説明

電磁誘導加熱式ボイラー

【課題】簡単な構成で、一般家庭や農業分野において、高効率で、安全且つ経済的な熱源として有用な電磁誘導発熱式ボイラーを提供する。
【解決手段】永久磁石1aを回転体1の円周に等間隔に配置する。回転体1を、モータに連結された回転軸3により高速回転させる。さらに、永久磁石による磁界中に配置された導電材を含む発熱部2に複数の放熱体4を立設し、これら放熱体4を覆うフード式の蓋体5を設ける。

【発明の詳細な説明】
【技術分野】
【0001】
本発明は、永久磁石を用いて発生させた渦電流によりジュール熱を発生させて水や油を加熱して使用する電磁誘導加熱式ボイラーに関するものである。
【背景技術】
【0002】
従来から交流電流により交流磁界を発生させて行う誘導加熱の手法を用いた電磁誘導式加熱装置が種々提案されている。例えば、導電性の被加熱体と交流磁場発生手段から構成される誘導加熱装置において、直流磁場発生手段を永久磁石とし、この直流磁場に交流磁場を作用させることにより、被加熱体を急速に加熱するようにした誘導加熱装置(特許文献1参照)や渦電流が発生可能なロータリーの外周に複数の永久磁石を配置した加熱装置(特許文献2参照)等が提案されている。
【先行技術文献】
【特許文献】
【0003】
【特許文献1】特開2002−343541号公報
【特許文献2】再公表WO2003/053103号公報
【発明の概要】
【発明が解決しようとする課題】
【0004】
しかしながら、上記従来の装置は、複写機におけるトナーの定着や工業用材料の乾燥・加熱に応用したものであり、一般家庭における熱源や農業分野における加温装置としての応用例はほとんど無いのが実情である。
【0005】
また、従来のボイラーとしては、伝熱部が熱媒体としての水や油を流通させる管になっている貫流式ポーラー、鋼鉄製の水を満たした缶を主体とした丸ボイラーは、保有水量が比較的大きく、負荷の変動に強い。その反面、立ち上がりが遅く、万一、爆発事故が起きれば被害は甚大である。
本発明は上記のような従来技術の課題に鑑み、簡単な構成で、一般家庭や農業分野において、高効率で、安全且つ経済的な熱源として有用な電磁誘導発熱式ボイラーを提供することを目的とするものである。
【課題を解決するための手段】
【0006】
この目的を達成するため、本発明の電磁誘導発熱式ボイラーは、内部に永久磁石が配置され、回転可能に設けられた平盤状回転体と、前記平盤状回転体の近傍に配置して設けられると共に、前記永久磁石による磁界中に配置された導電材を含む発熱部と、該発熱部に立設された複数の放熱体と、これら放熱体を覆うフード式の熱媒体貯留槽とからなることを第1の特徴とし、放熱体に近接して熱媒体としての水や油を流通させる管路を設けたことを第2の特徴とする。また、熱媒体貯留槽に熱媒体としての水や油を貯留し、発熱部及び放熱体で煮沸することを第3の特徴とする。

保存記録 >>
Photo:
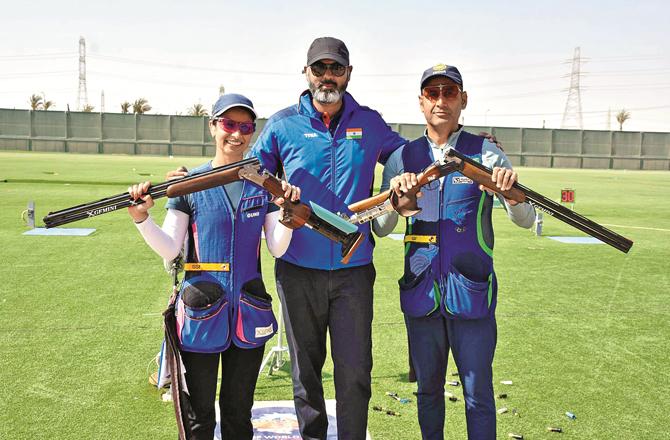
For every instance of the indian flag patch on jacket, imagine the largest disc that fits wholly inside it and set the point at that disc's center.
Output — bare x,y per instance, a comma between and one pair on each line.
354,133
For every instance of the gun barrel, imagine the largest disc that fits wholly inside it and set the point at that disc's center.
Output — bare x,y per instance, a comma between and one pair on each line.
520,193
185,185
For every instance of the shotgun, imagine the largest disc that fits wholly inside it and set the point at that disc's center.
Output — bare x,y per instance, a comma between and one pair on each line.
519,193
298,214
388,201
172,188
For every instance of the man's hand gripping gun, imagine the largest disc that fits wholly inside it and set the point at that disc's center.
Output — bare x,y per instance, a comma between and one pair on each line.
298,214
373,207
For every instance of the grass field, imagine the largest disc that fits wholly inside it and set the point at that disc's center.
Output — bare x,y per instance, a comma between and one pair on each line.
581,328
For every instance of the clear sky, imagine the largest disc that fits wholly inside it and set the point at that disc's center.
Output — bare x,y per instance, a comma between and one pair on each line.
515,57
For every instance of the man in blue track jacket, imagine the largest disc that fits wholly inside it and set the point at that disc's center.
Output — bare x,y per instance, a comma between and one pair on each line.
329,145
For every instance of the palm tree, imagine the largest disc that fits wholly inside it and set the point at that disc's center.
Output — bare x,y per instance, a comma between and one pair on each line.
622,117
35,102
141,106
197,110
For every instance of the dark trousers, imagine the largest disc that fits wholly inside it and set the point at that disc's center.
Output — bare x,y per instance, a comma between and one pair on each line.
338,301
472,343
239,371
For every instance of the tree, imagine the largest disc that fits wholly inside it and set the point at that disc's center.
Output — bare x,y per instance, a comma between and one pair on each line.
141,106
197,110
622,117
35,102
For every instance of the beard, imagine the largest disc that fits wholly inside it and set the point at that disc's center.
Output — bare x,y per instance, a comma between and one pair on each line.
326,96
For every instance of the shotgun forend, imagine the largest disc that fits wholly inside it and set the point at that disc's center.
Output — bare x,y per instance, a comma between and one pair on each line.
299,214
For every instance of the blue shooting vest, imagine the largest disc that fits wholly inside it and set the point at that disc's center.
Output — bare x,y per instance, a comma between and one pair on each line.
449,244
215,308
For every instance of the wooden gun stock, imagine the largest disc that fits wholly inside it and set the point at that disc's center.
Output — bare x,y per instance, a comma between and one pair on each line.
171,188
519,193
299,214
406,204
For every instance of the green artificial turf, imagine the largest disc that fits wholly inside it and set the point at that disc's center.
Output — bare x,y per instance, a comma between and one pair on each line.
581,328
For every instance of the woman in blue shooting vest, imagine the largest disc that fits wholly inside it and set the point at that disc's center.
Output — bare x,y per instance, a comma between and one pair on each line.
223,311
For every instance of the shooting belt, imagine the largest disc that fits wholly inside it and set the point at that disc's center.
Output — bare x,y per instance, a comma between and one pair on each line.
207,267
421,239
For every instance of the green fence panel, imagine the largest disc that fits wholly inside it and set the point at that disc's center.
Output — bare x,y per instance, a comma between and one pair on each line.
14,122
153,127
411,131
84,125
188,129
118,126
49,124
116,133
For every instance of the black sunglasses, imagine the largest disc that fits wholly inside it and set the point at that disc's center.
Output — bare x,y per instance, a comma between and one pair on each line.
319,68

練習問題 >>
a – 電磁誘導加熱式ボイラーの本文に基づき、次の問いに答えてください。
(i) 永久磁石1aは、回転体1にどのように配置されますか。
(ii) 上記従来の装置は、何に応用したものとされていますか。
(iii) 第3の特徴では、熱媒体としての水や油をどこに貯留し、何で煮沸しますか。
b – 電磁誘導加熱式ボイラーの本文から、「本発明は上記のような従来技術」という語句を含む箇所で始まり「することを第3の特徴とする。」で終わる部分を、一字も変えずにそのまま繰り返してください。
c – 電磁誘導加熱式ボイラーの本文について、示されている最後の文の次に来る内容を書き進めてください。
上記の記録は、本文の内容とは関係がありません。

練習問題の解答 >>
a –
(i) 回転体1の円周に等間隔に配置されます。
(ii) 複写機におけるトナーの定着や、工業用材料の乾燥・加熱に応用したものとされています。
(iii) 熱媒体貯留槽に貯留し、発熱部及び放熱体で煮沸します。

b –
本発明は上記のような従来技術の課題に鑑み、簡単な構成で、一般家庭や農業分野において、高効率で、安全且つ経済的な熱源として有用な電磁誘導発熱式ボイラーを提供することを目的とするものである。
【課題を解決するための手段】
【0006】
この目的を達成するため、本発明の電磁誘導発熱式ボイラーは、内部に永久磁石が配置され、回転可能に設けられた平盤状回転体と、前記平盤状回転体の近傍に配置して設けられると共に、前記永久磁石による磁界中に配置された導電材を含む発熱部と、該発熱部に立設された複数の放熱体と、これら放熱体を覆うフード式の熱媒体貯留槽とからなることを第1の特徴とし、放熱体に近接して熱媒体としての水や油を流通させる管路を設けたことを第2の特徴とする。また、熱媒体貯留槽に熱媒体としての水や油を貯留し、発熱部及び放熱体で煮沸することを第3の特徴とする。

c –
【発明の効果】
【0007】
本発明の電磁誘導発熱式ボイラーは、以下の優れた効果がある。
(1)渦電流により導電材料を発熱させる自己発熱なので、熱効率がよく、また二酸化炭素の発生がなく、エコロジカルな熱源である。また、使用する電力はロータの回転のみであり、電力消費量は少なく低コストである。
(2)ロータ内に永久磁石を配置し、導電材料の近傍で回転させるだけの簡単な構造なので、故障しにくく、メンテナンスもし易い。
(3)温度調整は、ロータの回転数の調整だけで済むので、容易である。
(4)放熱体に近接して熱媒体としての水や油を流通させる管路を設けたことにより、装置近傍におけるジュール熱の無駄な散逸を防止し、配管した所望の箇所を確実に加温することができる。
【図面の簡単な説明】
【0008】
【図1】本発明に係る電磁誘導発熱式ボイラーの一実施例を模式的に示す正面図である。
【図2】回転体内の永久磁石の配置図である。
【図3】本発明に係る電磁誘導発熱式ボイラーの他の実施例を示す正面図である。
【図4】本発明を応用した水素ガス製造装置を模式的に示す正面図である。
【発明を実施するための形態】
【0009】
本発明では、金属板等の導電材の近傍に、強力な磁力を有する永久磁石を内部に配置した平盤状ロータを高速回転させることによって、導電材にN,Sの磁極が交互に横切り、その結果、電磁誘導現象により導電材自体には渦電流が発生し、この渦電流が熱エネルギーに変換されて導電材が発熱する。
【0010】
導電材としては、磁力により渦電流が発生し易い、銅、銀、アルミニウム、ステンレスなどの良導電体の金属を選択するのが好ましい。
【0011】
永久磁石としては、例えば、ネオジウム系磁石、サマリウム系磁石などの表面3000ガウス以上の永久磁石を使用するのが好ましい。永久磁石の磁力の強さが強いほど導電材は高温に発熱する。永久磁石は導電材の周りを数100rpm以上で回転させる。必要発熱量や用途に応じて永久磁石の強さや極数、回転数は決定される。発熱温度調整はロータの回転数の調整により容易に行うことができる。
【実施例】
【0012】
本発明のボイラーは、複数の永久磁石1aが任意の間隔をおいて固定された平盤状回転体1の上方かつ近傍(本実施例では25mm)に、発熱部2としてのアルミニウム製の円板が固定配置されている。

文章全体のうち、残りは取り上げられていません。